╔══
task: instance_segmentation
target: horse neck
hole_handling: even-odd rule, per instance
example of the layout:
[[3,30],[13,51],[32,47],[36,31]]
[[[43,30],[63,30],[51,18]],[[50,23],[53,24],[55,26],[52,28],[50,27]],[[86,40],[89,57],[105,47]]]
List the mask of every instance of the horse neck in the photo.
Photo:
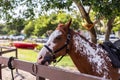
╚══
_WRITTEN PROBLEM_. Write out every line of the items above word for word, leaving out the pictures.

_RIGHT ANSWER_.
task: instance_segmentation
target: horse neck
hole_handling: even-odd rule, per instance
example of the layout:
[[3,30],[13,51],[32,47],[36,31]]
[[[43,30],[63,30],[51,18]],[[50,23],[53,24],[55,26],[52,28],[50,27]],[[86,40],[89,57],[105,47]]]
List the mask of every instance of the horse neck in the photo.
Photo:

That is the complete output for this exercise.